» **Stated goal**
Could you echo the email about typing Unicode characters with Ctrl-Shift-U verbatim, from its first line to its last?

» **Quoted passage**

Greg Wooledge <g...@wooledge.org> wrote:
> On Mon, Mar 27, 2023 at 08:45:18PM +0100, debian-u...@howorth.org.uk
> wrote:
> > Greg Wooledge <g...@wooledge.org> wrote:  
> > > Just to be clear, are you using some kind of Desktop Environment
> > > specific means of entering these Unicode characters?  I don't know
> > > what CTRL-SHIFT-Uunicode means.  If I try it here, it just gets
> > > interpreted as Ctrl-U which kills the line I'm typing in vim.  
> > 
> > No, he's using a standard keyboard mechanism which works well inside
> > gvim here for example, or in a normal terminal (lxterminal to be
> > precise). You hold down CTRL and SHIFT and then press U. You should
> > see an underlined lower case letter U. Now type the four digit
> > code, e.g. 2660. You will see the digits be echoed, also underlined
> > and perhaps with a coloured background. Now press ENTER and the
> > whole lot is magically replaced with a 'black spade suit' glyph.  
> 
> I tried this in rxvt(-unicode), xterm, and lxterm (which is apparently
> part of the xterm package -- never heard of it before!).

It's lxterminal, not lxterm, and it's part of LXDE so I'm surprised if
it's bundled with xterm.

> In all 3 terminals, Ctrl-Shift-U simply acts like Ctrl-U.  If there's
> already text typed at the bash prompt, it's all erased.  If there's no
> text typed at the bash prompt, it beeps.

It seems to be a somewhat complex thing. It might be invoked by ibus,
apparently, but I don't have that installed. I don't know what all the
possibilities are for enabling or disabling the facility. You can see
it described at
https://en.wikipedia.org/wiki/Table_of_keyboard_shortcuts under the
heading of Insert Unicode for linux. There's no qualification there,
unfortunately.

> Interstingly, though, in rxvt-unicode, if I only press Ctrl-Shift and
> skip the U, a small region of the terminal window (lower left corner,
> which is annoyingly right where the cursor is) is colored yellow and
> says "ISO 14755 mode".  If I keep holding Ctrl-Shift and type 2660
> then the yellow region gets bigger and shows lots of text, including
> a spade character.  When I release the Ctrl and Shift keys, the
> yellow goes away, and I'm left with just a spade character typed into
> the shell.

» **Data shown**
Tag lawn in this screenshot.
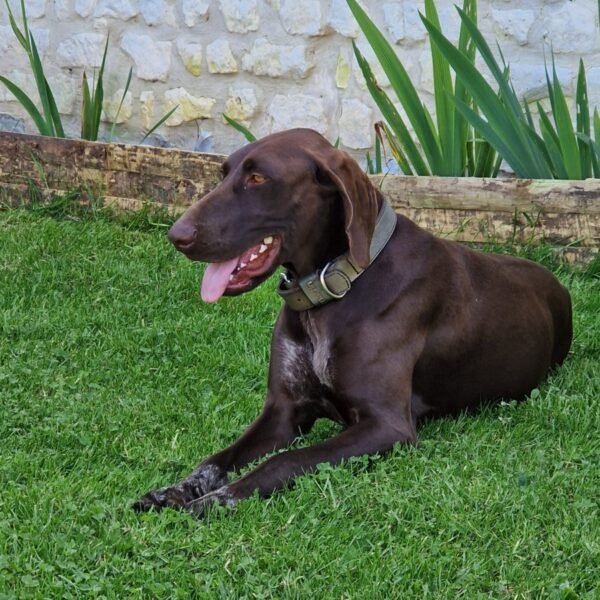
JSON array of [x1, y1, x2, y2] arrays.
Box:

» **Response to this task**
Greg Wooledge <g...@wooledge.org> wrote:
> On Mon, Mar 27, 2023 at 08:45:18PM +0100, debian-u...@howorth.org.uk
> wrote:
> > Greg Wooledge <g...@wooledge.org> wrote:  
> > > Just to be clear, are you using some kind of Desktop Environment
> > > specific means of entering these Unicode characters?  I don't know
> > > what CTRL-SHIFT-Uunicode means.  If I try it here, it just gets
> > > interpreted as Ctrl-U which kills the line I'm typing in vim.  
> > 
> > No, he's using a standard keyboard mechanism which works well inside
> > gvim here for example, or in a normal terminal (lxterminal to be
> > precise). You hold down CTRL and SHIFT and then press U. You should
> > see an underlined lower case letter U. Now type the four digit
> > code, e.g. 2660. You will see the digits be echoed, also underlined
> > and perhaps with a coloured background. Now press ENTER and the
> > whole lot is magically replaced with a 'black spade suit' glyph.  
> 
> I tried this in rxvt(-unicode), xterm, and lxterm (which is apparently
> part of the xterm package -- never heard of it before!).

It's lxterminal, not lxterm, and it's part of LXDE so I'm surprised if
it's bundled with xterm.

> In all 3 terminals, Ctrl-Shift-U simply acts like Ctrl-U.  If there's
> already text typed at the bash prompt, it's all erased.  If there's no
> text typed at the bash prompt, it beeps.

It seems to be a somewhat complex thing. It might be invoked by ibus,
apparently, but I don't have that installed. I don't know what all the
possibilities are for enabling or disabling the facility. You can see
it described at
https://en.wikipedia.org/wiki/Table_of_keyboard_shortcuts under the
heading of Insert Unicode for linux. There's no qualification there,
unfortunately.

> Interstingly, though, in rxvt-unicode, if I only press Ctrl-Shift and
> skip the U, a small region of the terminal window (lower left corner,
> which is annoyingly right where the cursor is) is colored yellow and
> says "ISO 14755 mode".  If I keep holding Ctrl-Shift and type 2660
> then the yellow region gets bigger and shows lots of text, including
> a spade character.  When I release the Ctrl and Shift keys, the
> yellow goes away, and I'm left with just a spade character typed into
> the shell.